> Instructions for the task
Reproduce word for word the records from their beginning through the line containing "[(153, 6), (45, 74), (117, 37), (30, 6)]", leaving out the pictures.
________________
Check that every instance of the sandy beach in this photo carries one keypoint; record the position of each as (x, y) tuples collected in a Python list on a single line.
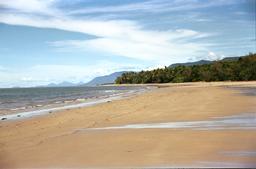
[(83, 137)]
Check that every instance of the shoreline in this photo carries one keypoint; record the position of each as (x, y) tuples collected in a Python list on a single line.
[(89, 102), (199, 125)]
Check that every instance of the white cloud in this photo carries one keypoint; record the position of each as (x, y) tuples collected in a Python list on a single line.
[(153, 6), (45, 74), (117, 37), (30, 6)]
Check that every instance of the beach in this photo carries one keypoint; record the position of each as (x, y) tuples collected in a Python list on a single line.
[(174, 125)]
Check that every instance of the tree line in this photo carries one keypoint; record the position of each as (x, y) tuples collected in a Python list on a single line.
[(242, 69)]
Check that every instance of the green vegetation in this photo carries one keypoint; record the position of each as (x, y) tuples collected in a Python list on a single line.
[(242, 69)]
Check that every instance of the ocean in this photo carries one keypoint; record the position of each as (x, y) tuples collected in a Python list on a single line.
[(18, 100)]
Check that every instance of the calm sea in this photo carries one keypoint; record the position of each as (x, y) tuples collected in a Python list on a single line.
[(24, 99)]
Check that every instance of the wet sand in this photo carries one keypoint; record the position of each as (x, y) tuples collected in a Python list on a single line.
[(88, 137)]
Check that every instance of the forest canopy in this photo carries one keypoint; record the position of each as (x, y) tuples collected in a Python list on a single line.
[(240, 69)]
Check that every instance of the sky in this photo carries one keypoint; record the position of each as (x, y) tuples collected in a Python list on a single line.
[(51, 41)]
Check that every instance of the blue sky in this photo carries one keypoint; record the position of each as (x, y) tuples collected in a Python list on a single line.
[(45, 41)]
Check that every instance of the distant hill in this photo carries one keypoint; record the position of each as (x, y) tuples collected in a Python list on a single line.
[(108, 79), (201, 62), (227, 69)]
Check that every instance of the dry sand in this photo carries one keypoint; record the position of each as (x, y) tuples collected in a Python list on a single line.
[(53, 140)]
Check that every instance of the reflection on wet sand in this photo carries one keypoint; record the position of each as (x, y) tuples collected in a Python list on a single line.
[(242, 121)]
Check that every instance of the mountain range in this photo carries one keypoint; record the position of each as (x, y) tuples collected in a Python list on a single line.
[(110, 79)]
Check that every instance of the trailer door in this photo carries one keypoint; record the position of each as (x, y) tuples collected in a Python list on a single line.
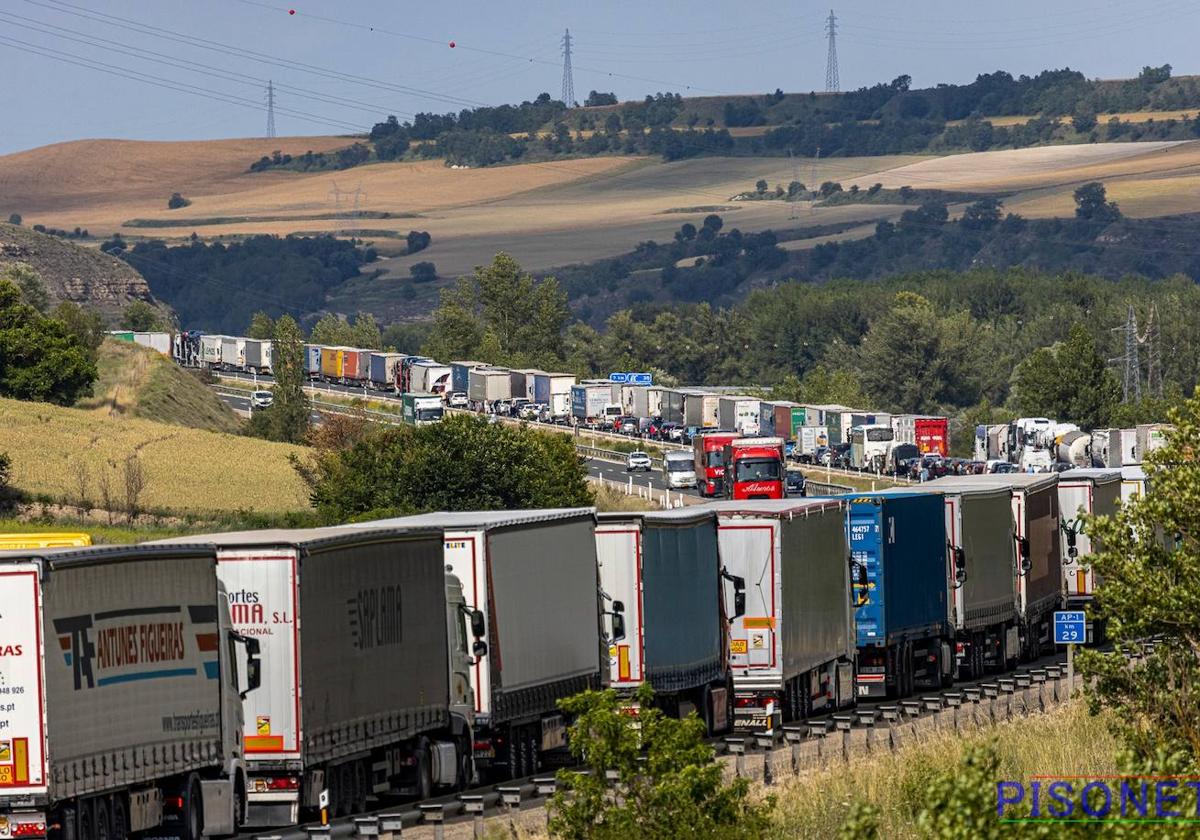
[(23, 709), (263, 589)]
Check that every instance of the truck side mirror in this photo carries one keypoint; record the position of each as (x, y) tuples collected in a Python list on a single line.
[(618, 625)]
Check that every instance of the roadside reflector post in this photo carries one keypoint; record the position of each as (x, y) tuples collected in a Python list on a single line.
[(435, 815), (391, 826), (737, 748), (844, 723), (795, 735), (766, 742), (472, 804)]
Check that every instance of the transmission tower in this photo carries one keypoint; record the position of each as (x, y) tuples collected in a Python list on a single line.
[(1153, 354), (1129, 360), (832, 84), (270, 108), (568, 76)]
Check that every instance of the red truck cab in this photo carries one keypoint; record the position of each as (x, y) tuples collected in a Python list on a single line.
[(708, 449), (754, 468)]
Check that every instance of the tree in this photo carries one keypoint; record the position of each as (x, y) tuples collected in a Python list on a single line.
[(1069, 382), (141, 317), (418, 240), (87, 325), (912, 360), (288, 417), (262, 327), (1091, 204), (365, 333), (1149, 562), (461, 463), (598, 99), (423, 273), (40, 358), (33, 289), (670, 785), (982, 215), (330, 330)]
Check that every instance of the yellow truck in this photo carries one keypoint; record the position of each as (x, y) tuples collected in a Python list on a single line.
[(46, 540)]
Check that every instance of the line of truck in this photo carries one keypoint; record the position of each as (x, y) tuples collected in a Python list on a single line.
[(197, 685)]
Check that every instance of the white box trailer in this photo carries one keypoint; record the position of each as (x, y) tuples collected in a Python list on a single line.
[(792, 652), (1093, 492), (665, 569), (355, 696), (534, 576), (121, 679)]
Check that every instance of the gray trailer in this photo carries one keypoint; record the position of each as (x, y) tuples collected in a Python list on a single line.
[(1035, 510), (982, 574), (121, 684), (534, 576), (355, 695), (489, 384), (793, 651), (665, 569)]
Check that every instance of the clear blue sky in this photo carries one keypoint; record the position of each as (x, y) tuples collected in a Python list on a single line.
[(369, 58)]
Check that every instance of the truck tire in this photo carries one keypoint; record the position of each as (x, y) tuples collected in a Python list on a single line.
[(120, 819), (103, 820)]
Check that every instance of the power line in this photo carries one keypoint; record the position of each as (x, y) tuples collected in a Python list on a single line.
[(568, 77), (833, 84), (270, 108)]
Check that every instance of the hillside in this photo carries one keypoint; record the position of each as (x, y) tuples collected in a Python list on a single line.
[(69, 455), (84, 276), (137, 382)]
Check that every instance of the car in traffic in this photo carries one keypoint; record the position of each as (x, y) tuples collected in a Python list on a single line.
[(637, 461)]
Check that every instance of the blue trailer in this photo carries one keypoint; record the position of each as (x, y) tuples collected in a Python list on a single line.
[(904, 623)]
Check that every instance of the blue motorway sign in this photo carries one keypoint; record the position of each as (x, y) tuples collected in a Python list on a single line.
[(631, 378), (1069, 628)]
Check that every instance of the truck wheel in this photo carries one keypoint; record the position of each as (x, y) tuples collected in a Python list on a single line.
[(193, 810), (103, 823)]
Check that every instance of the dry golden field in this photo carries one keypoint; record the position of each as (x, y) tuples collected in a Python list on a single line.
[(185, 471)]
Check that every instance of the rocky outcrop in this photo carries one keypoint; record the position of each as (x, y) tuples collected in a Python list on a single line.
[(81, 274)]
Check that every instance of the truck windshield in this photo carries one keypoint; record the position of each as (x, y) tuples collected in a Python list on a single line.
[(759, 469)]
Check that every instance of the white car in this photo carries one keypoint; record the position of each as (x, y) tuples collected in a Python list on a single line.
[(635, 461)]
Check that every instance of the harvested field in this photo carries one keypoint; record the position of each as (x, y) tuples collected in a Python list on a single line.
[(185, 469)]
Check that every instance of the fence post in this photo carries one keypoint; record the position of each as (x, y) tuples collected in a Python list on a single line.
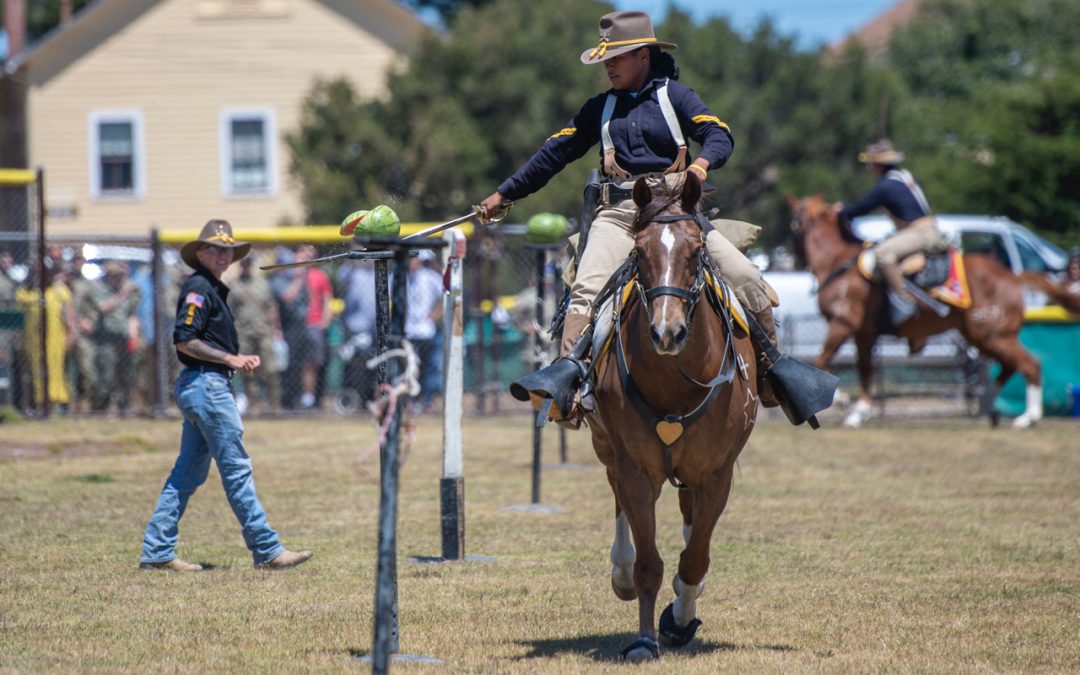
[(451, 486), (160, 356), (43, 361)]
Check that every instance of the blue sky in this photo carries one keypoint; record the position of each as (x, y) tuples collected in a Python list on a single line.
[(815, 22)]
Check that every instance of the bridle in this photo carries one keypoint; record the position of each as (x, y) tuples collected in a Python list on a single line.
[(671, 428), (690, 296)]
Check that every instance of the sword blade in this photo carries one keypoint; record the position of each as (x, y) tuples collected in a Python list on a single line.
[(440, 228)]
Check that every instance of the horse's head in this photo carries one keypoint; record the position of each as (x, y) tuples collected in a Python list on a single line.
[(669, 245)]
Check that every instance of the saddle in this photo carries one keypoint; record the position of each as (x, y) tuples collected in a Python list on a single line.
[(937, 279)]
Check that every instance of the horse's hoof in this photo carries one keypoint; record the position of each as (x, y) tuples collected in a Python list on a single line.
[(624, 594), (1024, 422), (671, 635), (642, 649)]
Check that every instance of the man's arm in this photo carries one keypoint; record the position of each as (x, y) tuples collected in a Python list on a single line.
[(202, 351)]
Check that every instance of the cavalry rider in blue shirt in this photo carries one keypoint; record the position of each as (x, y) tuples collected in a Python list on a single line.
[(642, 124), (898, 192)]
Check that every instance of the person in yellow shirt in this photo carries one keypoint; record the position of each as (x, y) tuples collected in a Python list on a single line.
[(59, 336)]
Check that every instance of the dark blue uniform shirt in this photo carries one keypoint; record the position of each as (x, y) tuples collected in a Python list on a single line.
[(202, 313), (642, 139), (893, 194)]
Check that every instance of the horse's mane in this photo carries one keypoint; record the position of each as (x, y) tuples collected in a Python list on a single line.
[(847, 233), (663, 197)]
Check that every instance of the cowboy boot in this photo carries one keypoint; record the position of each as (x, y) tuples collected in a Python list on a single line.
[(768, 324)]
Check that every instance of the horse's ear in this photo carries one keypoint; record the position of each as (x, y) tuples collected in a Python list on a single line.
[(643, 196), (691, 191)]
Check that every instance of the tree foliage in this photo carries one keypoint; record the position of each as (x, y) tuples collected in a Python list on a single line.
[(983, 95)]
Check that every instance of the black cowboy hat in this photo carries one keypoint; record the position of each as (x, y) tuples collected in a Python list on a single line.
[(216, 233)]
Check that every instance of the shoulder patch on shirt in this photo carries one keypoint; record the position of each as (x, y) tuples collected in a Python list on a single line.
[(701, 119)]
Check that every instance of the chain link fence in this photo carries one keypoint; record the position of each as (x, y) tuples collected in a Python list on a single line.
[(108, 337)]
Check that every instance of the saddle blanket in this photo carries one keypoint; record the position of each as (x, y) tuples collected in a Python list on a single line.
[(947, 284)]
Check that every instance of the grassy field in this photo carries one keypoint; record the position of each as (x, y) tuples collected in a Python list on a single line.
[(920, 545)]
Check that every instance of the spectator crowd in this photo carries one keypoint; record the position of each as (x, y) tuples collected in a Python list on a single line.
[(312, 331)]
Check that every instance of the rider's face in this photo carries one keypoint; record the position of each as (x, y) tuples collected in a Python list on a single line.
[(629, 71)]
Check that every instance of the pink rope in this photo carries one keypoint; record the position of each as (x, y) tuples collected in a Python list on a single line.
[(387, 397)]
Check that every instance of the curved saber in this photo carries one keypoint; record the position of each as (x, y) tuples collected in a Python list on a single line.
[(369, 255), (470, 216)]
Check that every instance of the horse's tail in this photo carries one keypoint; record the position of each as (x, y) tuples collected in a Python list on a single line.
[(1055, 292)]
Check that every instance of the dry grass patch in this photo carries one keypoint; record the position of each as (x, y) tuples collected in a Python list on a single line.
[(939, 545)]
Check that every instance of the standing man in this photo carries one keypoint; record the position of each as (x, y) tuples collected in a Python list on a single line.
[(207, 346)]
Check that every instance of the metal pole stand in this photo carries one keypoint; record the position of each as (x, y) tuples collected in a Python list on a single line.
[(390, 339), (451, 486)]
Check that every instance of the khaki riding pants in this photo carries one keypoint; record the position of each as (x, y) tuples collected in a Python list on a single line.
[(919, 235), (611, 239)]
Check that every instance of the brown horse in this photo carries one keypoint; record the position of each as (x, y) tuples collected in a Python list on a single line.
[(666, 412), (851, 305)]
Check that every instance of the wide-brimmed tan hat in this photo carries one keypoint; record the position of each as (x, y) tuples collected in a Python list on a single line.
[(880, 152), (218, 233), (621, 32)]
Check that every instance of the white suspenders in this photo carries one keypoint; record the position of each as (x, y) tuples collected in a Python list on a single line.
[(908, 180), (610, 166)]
________________
> Finished answer
Check that every instance of the sandy beach in this photo carries one keypoint; record the position of each as (x, y) tuples collected in a Python list on a single line.
[(83, 137)]
Check that every instance of the shoreline in this photo carries one keypoint; record the position of each as (x, y) tuples collected in a Python list on a single line.
[(89, 102), (199, 125)]
Check that every instance of the white cloud in this photo carries one keypoint; record the position of each as (x, y) tuples collected in a Python list on a single line.
[(153, 6), (45, 74), (117, 37), (30, 6)]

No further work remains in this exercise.